Never overplaying, Gardony offers up short and succinctly constructed solos
that serve the tunes. Drummer Israel is the consummate accompanist,
generously supporting the pianist with an understated eloquence that,
ironically, makes it easy to understand why he may be one of the most
underrated drummers in the biz. Lockwood, too, says more with less; subtle
and supple, he steps out briefly for a few moments, particularly on
"Thinking of Stella", where his counterpoint is uncannily empathetic.
Without forcing the issue, Gardony and cohorts have allowed a wonderful
collaboration to take place, like a conversation between old friends who are
not in a hurry to talk each other's ears off. Let's hope his students are
listening too. - TOM GREENLAND


    Hot House Magazine Spotlight December 2006

Hungarian by birth, Gardony is a distinctive improviser who infuses his post-bop pianistics with references to his Hungarian folk roots. A grad of Budapest's Bela Bartok Conservatory, he emigrated to the US four years later to study at Berklee, where he is now a faculty member mentoring the most promising students. Bassist John Lockwood and drummer Yoron Israel - who add to the manifold delights of Laszlo's most recent Sunnyside CD, Natural Instinct - will also play with him. While the album may remind some of Keith Jarrett's output, it's full of deft percussive touches and an abiding romanticism that marks Gardony an original - PAUL BLAIR


  ALL ABOUT JAZZ August 2006

Modern plugged-in jazz is beginning to resemble a research lab. Those kinds of innovations are appreciated and to be encouraged, of course. All the same, it’s nice to know that folks like Laszlo Gardony are keeping alive the (very) smart and (very) soulful acoustic piano trio tradition.

++++++++++++++++++++

# GIVEN PROBLEM A
Switch "consummate" to "perfect" and reproduce the passage of the Gardony reviews between "Never overplaying, Gardony" and "is uncannily empathetic.", inclusive.

++++++++++++++++++++

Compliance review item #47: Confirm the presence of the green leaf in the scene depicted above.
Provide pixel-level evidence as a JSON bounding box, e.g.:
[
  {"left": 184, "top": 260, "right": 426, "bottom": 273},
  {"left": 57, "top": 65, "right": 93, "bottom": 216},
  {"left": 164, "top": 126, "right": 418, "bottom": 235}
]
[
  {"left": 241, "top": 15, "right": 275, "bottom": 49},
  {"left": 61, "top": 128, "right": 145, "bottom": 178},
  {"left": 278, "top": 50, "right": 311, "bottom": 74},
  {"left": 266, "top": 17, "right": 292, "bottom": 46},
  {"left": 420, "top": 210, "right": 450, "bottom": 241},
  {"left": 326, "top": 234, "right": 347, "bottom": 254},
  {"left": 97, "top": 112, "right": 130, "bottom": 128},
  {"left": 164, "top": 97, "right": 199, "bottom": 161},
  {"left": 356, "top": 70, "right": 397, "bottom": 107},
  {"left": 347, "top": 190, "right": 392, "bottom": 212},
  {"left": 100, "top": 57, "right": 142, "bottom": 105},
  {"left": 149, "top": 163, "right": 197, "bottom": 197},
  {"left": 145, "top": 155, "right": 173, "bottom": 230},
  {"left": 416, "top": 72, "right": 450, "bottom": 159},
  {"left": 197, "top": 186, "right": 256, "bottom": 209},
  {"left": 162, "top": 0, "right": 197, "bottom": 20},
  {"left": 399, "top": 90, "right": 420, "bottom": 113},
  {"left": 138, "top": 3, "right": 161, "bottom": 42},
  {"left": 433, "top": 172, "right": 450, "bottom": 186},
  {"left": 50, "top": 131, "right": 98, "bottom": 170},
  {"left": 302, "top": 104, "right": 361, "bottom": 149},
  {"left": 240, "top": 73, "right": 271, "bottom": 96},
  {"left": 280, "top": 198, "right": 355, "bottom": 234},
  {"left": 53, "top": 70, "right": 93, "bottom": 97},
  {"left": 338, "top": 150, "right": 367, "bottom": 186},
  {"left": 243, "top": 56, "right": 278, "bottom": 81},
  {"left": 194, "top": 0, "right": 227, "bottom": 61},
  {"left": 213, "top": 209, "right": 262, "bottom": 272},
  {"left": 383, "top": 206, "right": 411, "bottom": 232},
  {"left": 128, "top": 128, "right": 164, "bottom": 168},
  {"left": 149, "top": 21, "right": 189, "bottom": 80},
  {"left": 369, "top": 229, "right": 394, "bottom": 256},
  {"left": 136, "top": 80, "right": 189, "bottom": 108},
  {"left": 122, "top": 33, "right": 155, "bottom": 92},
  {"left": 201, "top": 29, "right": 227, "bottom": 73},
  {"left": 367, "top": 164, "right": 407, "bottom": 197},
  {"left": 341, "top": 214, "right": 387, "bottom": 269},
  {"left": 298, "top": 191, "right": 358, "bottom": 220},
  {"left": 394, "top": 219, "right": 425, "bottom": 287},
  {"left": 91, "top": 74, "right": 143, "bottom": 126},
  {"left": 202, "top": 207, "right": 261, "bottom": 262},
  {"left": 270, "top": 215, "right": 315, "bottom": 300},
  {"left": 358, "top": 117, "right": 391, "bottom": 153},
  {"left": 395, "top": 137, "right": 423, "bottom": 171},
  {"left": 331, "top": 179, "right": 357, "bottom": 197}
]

++++++++++++++++++++

# GIVEN PROBLEM B
Extract every row that contains the string "Compliance", matching its case exactly.

# WORKED ANSWER A
Never overplaying, Gardony offers up short and succinctly constructed solos
that serve the tunes. Drummer Israel is the perfect accompanist,
generously supporting the pianist with an understated eloquence that,
ironically, makes it easy to understand why he may be one of the most
underrated drummers in the biz. Lockwood, too, says more with less; subtle
and supple, he steps out briefly for a few moments, particularly on
"Thinking of Stella", where his counterpoint is uncannily empathetic.

# WORKED ANSWER B
Compliance review item #47: Confirm the presence of the green leaf in the scene depicted above.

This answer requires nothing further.